-- Data shown --
=====
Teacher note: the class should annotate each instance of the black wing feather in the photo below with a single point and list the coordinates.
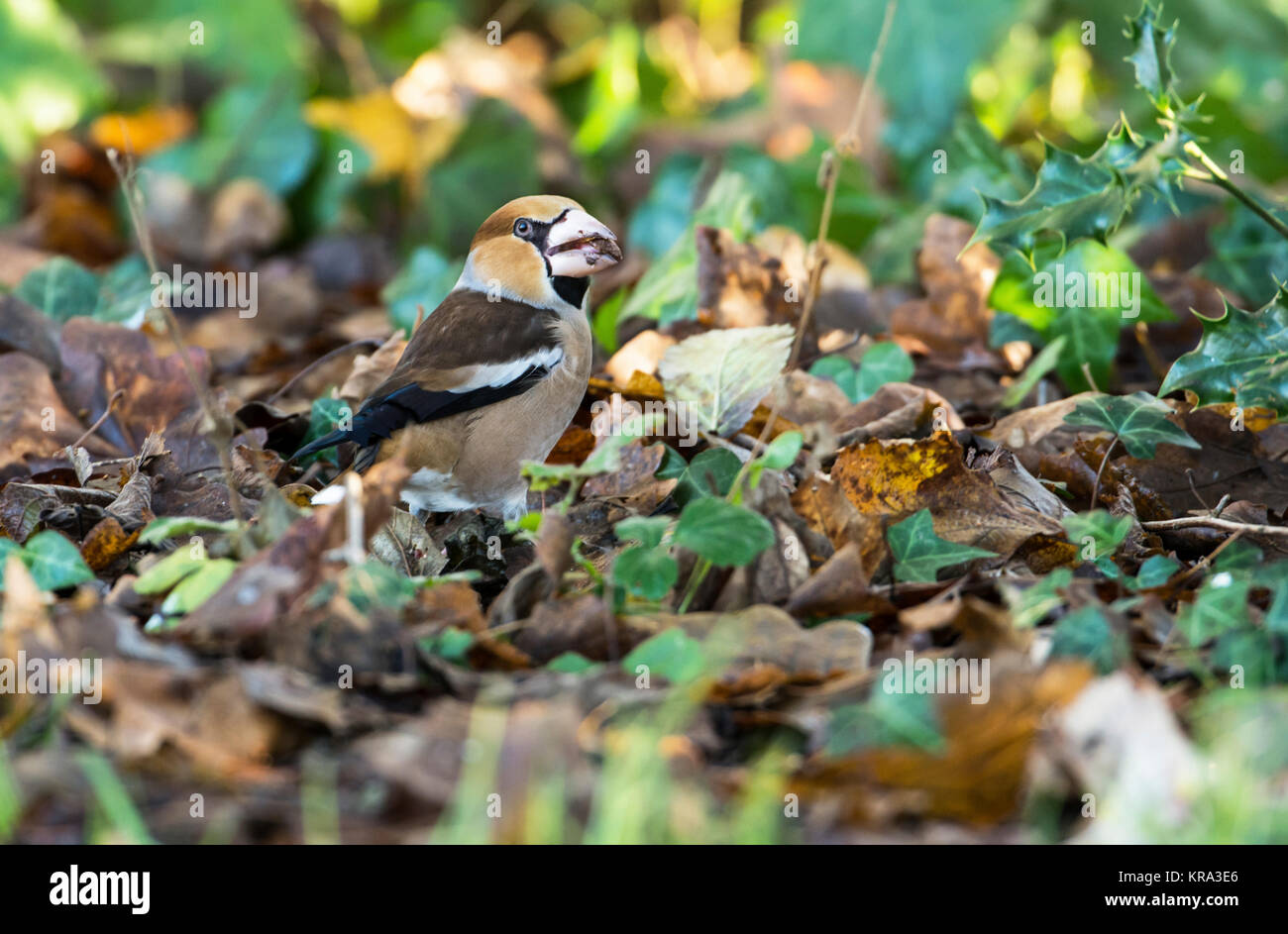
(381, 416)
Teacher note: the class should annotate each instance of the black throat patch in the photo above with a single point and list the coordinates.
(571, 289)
=====
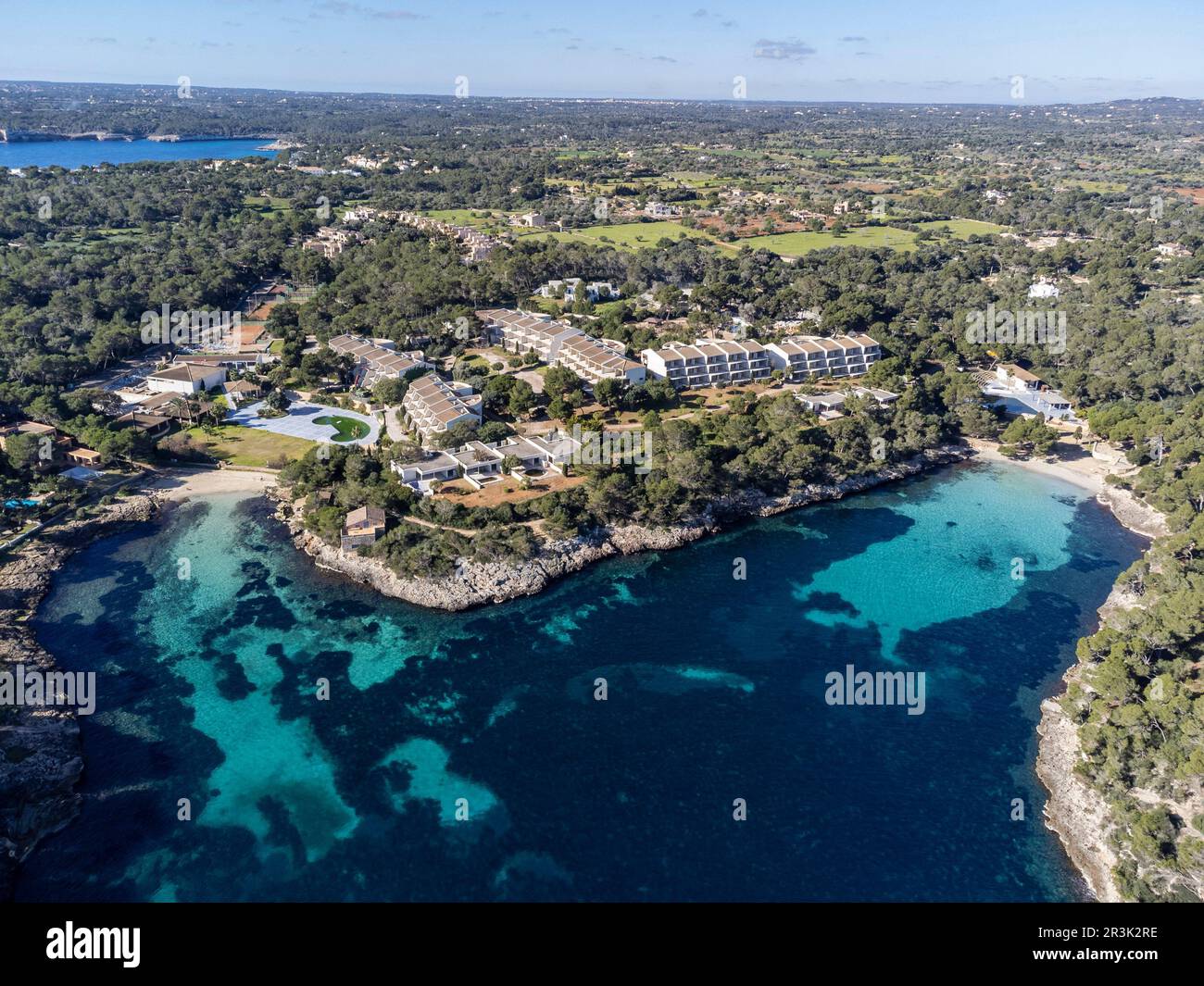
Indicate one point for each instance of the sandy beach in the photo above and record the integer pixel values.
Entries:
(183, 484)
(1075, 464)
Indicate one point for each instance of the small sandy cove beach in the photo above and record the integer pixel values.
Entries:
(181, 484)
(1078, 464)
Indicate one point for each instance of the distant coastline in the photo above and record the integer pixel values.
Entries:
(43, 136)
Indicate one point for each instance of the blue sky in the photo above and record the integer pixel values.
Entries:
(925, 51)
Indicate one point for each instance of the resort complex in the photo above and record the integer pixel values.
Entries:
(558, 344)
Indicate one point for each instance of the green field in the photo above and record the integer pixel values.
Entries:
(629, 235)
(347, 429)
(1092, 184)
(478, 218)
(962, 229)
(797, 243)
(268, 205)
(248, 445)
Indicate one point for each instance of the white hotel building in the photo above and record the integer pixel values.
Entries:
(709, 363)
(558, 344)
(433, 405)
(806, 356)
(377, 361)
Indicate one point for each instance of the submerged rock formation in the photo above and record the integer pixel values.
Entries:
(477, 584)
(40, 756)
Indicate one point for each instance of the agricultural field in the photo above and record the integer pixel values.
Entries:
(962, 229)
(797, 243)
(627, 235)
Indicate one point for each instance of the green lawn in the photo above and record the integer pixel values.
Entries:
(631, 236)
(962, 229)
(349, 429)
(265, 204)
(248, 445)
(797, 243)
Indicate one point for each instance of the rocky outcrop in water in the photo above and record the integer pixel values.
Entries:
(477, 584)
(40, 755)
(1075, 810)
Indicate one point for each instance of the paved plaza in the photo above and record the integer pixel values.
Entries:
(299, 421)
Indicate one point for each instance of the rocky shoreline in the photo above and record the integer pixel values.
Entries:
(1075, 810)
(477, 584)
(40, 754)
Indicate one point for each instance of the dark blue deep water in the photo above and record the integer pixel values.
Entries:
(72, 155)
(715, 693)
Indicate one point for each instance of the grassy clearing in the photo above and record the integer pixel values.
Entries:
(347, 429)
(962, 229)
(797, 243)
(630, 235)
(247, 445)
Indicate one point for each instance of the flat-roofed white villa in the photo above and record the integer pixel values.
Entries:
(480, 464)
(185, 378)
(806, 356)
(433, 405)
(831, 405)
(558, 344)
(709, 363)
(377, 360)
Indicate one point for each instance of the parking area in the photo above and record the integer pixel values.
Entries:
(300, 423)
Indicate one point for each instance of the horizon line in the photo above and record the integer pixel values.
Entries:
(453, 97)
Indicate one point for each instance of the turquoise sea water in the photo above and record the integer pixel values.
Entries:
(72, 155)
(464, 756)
=====
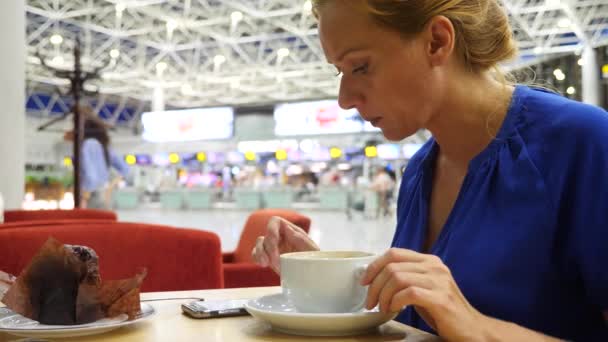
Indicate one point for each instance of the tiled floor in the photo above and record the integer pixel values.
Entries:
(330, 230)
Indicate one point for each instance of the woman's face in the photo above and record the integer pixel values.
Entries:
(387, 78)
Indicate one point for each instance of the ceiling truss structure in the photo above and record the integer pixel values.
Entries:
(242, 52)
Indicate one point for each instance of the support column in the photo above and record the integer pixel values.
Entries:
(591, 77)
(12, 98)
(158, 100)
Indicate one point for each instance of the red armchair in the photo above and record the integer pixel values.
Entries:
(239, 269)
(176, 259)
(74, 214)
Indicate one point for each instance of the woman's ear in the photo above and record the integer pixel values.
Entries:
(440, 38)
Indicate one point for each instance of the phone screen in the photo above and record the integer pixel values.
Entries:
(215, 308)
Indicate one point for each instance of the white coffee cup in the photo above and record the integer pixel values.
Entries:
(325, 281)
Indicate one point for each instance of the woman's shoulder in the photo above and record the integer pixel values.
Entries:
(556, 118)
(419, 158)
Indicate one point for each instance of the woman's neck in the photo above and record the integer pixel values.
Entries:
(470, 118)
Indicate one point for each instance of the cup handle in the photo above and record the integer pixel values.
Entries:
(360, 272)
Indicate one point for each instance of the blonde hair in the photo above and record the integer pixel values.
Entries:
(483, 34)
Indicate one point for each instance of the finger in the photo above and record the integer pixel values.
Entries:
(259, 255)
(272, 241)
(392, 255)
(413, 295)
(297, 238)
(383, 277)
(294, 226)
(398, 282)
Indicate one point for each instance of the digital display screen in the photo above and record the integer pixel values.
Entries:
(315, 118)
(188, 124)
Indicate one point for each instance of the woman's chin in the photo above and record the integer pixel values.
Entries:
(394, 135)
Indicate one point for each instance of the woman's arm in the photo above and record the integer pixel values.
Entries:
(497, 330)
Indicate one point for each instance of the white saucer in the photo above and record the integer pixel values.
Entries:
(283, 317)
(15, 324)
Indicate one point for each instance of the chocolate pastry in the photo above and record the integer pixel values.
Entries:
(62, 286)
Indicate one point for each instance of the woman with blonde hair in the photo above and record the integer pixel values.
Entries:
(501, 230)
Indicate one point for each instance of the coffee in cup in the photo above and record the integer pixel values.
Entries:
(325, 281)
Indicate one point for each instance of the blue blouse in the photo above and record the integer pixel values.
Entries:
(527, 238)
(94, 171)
=====
-- Assignment --
Please give only the number of lines above that contain "blue".

-- Answer area --
3